* [Task prompt] Could you gather every line in the material below that contains the word "black" and copy each one out in full?
+++ Records provided +++
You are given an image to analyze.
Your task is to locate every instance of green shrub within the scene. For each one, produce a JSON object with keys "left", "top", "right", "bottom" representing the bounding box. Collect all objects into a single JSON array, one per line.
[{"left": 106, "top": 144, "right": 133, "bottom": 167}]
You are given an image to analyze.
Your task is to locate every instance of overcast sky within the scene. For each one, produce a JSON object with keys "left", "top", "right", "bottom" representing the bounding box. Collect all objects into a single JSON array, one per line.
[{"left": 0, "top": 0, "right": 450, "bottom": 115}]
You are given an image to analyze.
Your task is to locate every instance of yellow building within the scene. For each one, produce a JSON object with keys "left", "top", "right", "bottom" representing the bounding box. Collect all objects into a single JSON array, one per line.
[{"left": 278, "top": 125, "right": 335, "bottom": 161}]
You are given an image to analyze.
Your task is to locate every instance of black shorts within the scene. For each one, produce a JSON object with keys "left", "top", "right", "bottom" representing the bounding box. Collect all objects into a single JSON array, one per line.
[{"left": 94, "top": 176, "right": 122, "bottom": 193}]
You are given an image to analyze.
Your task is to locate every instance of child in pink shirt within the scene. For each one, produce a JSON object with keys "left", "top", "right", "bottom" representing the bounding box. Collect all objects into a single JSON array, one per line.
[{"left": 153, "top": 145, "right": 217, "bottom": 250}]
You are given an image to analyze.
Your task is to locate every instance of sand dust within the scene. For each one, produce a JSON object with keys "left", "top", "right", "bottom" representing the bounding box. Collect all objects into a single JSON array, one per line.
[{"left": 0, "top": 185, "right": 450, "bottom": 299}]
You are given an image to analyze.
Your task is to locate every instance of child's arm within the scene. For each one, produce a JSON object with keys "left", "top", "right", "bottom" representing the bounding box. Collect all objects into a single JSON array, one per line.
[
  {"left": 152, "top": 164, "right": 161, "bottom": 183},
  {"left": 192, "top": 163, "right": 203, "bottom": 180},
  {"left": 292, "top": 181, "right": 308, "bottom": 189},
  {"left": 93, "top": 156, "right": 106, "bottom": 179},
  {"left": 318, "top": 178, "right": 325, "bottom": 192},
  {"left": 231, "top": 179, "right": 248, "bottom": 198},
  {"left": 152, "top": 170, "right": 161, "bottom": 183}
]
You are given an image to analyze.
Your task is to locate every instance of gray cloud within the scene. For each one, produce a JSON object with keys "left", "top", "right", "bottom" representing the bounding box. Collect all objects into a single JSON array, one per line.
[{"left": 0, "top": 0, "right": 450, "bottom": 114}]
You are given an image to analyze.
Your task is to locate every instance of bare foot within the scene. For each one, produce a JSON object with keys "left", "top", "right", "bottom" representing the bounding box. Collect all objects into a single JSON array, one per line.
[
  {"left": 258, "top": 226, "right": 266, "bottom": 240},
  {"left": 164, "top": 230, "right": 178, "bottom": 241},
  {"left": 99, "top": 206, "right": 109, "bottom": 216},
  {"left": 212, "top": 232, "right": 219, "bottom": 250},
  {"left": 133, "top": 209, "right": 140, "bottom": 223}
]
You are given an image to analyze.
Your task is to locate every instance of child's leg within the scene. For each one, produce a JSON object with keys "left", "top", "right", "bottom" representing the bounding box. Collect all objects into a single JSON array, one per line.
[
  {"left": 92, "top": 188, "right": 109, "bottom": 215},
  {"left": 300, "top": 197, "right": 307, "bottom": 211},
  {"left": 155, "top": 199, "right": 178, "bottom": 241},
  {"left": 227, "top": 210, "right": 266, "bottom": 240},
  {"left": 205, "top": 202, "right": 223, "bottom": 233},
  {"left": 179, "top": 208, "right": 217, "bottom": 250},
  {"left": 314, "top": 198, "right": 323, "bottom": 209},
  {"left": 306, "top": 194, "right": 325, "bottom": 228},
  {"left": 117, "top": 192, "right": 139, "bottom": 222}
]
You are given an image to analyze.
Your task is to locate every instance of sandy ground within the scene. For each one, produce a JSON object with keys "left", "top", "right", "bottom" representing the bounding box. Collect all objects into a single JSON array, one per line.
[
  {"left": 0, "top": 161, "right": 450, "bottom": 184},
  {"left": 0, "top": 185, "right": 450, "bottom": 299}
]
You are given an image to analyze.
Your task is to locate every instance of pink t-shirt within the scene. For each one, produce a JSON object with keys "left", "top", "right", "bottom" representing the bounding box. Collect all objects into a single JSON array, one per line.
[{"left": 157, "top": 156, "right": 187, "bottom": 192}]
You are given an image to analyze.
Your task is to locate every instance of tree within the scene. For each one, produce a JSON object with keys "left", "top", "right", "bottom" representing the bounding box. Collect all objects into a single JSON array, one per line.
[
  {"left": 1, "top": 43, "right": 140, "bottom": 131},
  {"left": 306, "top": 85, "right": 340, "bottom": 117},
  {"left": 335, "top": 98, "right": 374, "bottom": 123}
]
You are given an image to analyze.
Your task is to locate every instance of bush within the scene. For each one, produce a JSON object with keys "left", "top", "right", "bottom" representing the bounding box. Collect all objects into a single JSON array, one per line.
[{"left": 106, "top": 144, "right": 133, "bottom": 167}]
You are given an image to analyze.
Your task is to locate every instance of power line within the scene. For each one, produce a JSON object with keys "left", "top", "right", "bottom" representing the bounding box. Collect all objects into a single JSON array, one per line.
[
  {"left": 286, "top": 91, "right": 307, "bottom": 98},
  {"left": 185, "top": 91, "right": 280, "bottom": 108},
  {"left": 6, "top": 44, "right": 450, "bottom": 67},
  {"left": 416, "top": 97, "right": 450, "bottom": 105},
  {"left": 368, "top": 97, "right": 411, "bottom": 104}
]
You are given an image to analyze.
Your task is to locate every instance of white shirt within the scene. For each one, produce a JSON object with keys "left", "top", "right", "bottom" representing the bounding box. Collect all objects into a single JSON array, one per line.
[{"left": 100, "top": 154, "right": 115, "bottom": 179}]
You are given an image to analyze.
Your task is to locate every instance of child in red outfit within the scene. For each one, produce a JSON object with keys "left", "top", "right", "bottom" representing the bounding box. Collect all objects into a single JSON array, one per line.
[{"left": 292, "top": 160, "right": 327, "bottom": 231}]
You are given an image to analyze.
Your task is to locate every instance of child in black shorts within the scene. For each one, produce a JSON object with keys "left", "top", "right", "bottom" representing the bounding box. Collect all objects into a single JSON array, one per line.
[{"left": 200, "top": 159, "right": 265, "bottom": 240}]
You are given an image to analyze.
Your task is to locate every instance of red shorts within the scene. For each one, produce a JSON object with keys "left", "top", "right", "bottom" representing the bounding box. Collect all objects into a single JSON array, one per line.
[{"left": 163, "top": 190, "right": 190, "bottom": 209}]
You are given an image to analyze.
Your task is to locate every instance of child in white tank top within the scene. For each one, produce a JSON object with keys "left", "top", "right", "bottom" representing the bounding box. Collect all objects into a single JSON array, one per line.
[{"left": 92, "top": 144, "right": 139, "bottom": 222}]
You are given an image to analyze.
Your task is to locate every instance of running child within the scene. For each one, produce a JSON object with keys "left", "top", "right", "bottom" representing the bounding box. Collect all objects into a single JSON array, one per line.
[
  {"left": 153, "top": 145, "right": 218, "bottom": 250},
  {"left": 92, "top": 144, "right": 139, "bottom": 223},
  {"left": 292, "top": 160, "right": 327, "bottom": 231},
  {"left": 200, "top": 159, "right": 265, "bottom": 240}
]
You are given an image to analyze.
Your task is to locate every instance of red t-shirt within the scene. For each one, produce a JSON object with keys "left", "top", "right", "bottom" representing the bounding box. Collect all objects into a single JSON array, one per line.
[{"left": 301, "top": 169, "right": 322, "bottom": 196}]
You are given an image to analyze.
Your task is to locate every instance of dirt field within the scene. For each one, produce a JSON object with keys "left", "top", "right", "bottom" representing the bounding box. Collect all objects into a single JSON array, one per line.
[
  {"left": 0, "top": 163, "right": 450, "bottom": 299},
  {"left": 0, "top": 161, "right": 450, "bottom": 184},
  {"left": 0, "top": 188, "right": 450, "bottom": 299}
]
+++
+++ Records provided +++
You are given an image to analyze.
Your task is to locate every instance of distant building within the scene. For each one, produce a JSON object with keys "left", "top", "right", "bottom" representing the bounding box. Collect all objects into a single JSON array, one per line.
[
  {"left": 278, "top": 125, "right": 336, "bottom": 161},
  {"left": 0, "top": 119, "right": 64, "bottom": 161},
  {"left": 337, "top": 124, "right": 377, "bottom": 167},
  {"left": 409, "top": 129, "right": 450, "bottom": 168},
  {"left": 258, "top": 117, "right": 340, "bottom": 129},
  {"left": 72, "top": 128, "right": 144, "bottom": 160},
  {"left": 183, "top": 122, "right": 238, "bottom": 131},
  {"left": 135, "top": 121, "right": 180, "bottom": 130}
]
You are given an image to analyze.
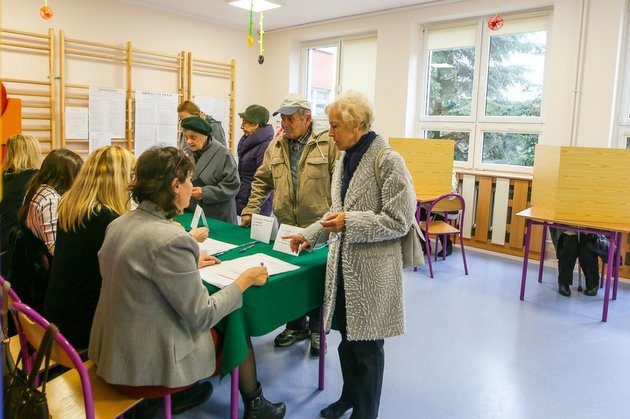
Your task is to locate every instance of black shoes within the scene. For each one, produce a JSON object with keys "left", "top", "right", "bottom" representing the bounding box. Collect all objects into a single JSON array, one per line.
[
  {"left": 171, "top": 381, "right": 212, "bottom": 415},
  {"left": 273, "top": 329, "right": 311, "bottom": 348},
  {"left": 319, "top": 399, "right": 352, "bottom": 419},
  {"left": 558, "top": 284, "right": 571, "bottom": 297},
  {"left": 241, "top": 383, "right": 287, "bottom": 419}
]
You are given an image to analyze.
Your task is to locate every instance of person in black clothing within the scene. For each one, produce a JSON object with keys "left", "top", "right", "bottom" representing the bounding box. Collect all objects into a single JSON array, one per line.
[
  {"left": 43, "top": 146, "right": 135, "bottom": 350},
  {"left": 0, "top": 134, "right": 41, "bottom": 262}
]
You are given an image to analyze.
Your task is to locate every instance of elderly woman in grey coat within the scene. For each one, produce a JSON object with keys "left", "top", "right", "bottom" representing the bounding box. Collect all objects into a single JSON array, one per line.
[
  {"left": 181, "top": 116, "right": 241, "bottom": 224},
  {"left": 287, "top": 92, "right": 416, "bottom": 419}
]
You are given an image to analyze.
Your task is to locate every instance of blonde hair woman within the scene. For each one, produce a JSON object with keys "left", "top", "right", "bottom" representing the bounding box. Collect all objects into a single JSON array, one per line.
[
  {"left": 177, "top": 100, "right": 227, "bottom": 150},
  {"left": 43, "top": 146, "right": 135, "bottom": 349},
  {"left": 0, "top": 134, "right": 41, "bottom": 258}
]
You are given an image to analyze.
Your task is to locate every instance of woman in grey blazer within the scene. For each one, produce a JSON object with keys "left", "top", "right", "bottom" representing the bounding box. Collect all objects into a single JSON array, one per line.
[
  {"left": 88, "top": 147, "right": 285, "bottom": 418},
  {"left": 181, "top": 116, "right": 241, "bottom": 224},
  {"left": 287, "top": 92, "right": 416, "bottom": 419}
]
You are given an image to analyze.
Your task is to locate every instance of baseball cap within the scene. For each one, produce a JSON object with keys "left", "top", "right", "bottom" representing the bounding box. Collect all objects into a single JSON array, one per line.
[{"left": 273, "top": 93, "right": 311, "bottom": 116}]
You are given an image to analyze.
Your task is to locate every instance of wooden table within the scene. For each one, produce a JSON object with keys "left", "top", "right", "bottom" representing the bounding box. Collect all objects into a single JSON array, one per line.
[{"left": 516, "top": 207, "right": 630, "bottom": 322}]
+++
+++ Records provided +++
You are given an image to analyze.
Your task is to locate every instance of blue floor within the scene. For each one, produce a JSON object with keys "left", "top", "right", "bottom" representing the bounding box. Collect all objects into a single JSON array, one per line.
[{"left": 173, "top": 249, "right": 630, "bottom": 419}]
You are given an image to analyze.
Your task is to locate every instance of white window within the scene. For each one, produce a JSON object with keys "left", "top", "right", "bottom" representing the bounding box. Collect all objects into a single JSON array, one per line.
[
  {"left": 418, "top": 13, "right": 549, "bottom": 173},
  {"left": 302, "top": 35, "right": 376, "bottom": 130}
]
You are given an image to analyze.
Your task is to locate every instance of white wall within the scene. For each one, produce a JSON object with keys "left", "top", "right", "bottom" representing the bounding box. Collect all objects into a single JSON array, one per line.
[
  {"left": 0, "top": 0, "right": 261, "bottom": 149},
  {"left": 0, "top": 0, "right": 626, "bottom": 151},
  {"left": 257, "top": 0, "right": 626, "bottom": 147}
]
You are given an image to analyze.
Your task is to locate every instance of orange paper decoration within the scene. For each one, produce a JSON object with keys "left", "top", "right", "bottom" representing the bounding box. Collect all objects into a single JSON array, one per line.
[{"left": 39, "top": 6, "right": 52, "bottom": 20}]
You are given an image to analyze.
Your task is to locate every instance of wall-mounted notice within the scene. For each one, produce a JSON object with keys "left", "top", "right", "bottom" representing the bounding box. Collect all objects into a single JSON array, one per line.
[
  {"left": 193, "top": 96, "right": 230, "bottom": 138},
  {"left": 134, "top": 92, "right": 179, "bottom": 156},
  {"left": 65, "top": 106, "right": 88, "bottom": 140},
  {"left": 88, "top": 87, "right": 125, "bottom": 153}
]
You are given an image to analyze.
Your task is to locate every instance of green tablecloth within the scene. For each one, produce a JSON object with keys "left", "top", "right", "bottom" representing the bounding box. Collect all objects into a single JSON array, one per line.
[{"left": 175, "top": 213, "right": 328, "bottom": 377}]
+++
* [Answer]
Your task is to locate every instance of black shorts within the scene. For each one, produce a JSON object with keys "left", "top", "right", "bottom" representing the bounding box. Collect all objects into a single JSON array, one per line.
Your task is to locate every instance of child in black shorts within the scene. For each one, produce a JSON object with keys "left", "top", "right", "bottom" representing the bounding box. Collect all objects into a single JSON array, one per line.
Your task is to locate every instance of black shoes within the scene. For each one, produce a JSON object with keys "left", "top", "right", "bottom" representing the bounding box. Collect all objects into a single JSON array, one per line.
Your task is to locate every instance of person in black clothing within the scene. For each one, produce a JSON object with keys "left", "top", "right", "bottom" representing the bounding box. Collect all objects into a single JSON array, one per line.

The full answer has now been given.